EXERCISE REQUIREMENTS - Reproduce the listing below in its entirety. Change nothing.
'''
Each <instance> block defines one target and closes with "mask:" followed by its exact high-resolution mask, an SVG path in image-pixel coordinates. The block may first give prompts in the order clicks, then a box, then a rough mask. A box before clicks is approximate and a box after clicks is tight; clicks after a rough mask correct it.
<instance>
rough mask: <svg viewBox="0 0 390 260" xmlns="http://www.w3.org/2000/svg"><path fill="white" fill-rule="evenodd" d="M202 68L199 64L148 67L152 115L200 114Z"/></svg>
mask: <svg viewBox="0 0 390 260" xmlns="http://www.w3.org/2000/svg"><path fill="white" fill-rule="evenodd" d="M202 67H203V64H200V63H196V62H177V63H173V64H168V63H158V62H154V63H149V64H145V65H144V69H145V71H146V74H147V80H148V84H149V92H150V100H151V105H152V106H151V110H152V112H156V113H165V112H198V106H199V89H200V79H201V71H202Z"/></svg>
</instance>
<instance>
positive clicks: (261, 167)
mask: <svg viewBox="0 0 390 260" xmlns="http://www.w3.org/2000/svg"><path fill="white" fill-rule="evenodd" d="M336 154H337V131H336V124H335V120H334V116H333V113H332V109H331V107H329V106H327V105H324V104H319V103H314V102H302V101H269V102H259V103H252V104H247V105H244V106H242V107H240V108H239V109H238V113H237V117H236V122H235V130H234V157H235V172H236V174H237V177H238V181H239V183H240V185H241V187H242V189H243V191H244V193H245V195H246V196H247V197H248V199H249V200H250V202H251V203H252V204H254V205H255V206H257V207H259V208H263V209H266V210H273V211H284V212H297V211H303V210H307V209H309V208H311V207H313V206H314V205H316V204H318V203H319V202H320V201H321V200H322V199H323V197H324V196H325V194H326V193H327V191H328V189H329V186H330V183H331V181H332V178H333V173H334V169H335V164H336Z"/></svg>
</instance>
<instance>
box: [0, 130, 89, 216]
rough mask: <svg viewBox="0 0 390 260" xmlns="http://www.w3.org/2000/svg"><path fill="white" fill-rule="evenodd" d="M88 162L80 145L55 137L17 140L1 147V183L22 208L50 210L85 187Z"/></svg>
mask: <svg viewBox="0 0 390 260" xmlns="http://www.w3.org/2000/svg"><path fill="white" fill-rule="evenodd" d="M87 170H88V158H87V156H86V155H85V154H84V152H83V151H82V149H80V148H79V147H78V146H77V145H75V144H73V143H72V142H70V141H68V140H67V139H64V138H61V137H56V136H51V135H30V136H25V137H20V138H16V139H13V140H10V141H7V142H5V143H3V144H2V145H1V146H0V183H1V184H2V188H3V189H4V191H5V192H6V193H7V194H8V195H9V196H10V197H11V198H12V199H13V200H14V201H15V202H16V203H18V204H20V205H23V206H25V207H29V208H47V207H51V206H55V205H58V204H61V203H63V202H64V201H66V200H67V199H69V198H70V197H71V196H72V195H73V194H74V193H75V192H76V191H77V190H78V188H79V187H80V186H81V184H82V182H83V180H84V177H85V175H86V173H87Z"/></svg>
'''
TASK RESULT -
Each <instance> block defines one target and closes with "mask:" followed by its exact high-resolution mask, an SVG path in image-pixel coordinates. The block may first give prompts in the order clicks, then a box, then a rough mask. A box before clicks is approximate and a box after clicks is tight; clicks after a rough mask correct it.
<instance>
rough mask: <svg viewBox="0 0 390 260" xmlns="http://www.w3.org/2000/svg"><path fill="white" fill-rule="evenodd" d="M202 68L199 64L148 67L152 115L200 114Z"/></svg>
mask: <svg viewBox="0 0 390 260" xmlns="http://www.w3.org/2000/svg"><path fill="white" fill-rule="evenodd" d="M202 67H203V64H200V63H196V62H177V63H173V64H168V63H158V62H154V63H149V64H145V65H144V69H145V71H146V74H147V80H148V84H149V92H150V100H151V105H152V106H151V110H152V112H156V113H165V112H198V106H199V89H200V79H201V71H202Z"/></svg>
</instance>
<instance>
positive clicks: (261, 167)
mask: <svg viewBox="0 0 390 260" xmlns="http://www.w3.org/2000/svg"><path fill="white" fill-rule="evenodd" d="M336 154H337V131H336V124H335V120H334V116H333V113H332V109H331V107H329V106H327V105H324V104H319V103H314V102H302V101H269V102H259V103H252V104H247V105H244V106H242V107H240V108H239V109H238V113H237V117H236V122H235V130H234V157H235V172H236V174H237V177H238V181H239V183H240V185H241V187H242V189H243V191H244V193H245V195H246V196H247V197H248V199H249V200H250V202H251V203H252V204H254V205H255V206H257V207H259V208H263V209H266V210H273V211H284V212H297V211H303V210H307V209H309V208H311V207H313V206H314V205H316V204H318V203H319V202H320V201H321V200H322V199H323V197H324V196H325V194H326V193H327V191H328V189H329V186H330V183H331V181H332V178H333V173H334V169H335V164H336Z"/></svg>
</instance>
<instance>
box: [0, 130, 89, 216]
rough mask: <svg viewBox="0 0 390 260" xmlns="http://www.w3.org/2000/svg"><path fill="white" fill-rule="evenodd" d="M88 162L80 145L55 137L17 140L1 147V183L22 208L50 210L85 187Z"/></svg>
mask: <svg viewBox="0 0 390 260" xmlns="http://www.w3.org/2000/svg"><path fill="white" fill-rule="evenodd" d="M87 170H88V158H87V156H86V155H85V154H84V152H83V151H82V149H80V148H79V147H78V146H77V145H75V144H73V143H72V142H70V141H68V140H67V139H64V138H61V137H56V136H51V135H30V136H25V137H20V138H16V139H13V140H10V141H7V142H5V143H3V144H2V145H1V146H0V183H1V184H2V188H3V189H4V191H5V192H6V193H7V194H8V195H9V196H10V197H11V198H12V199H13V200H14V201H15V202H16V203H18V204H20V205H23V206H25V207H29V208H47V207H51V206H55V205H58V204H61V203H63V202H64V201H66V200H67V199H69V198H70V197H71V196H72V195H73V194H74V193H75V192H76V191H77V190H78V188H79V187H80V186H81V184H82V182H83V180H84V177H85V175H86V173H87Z"/></svg>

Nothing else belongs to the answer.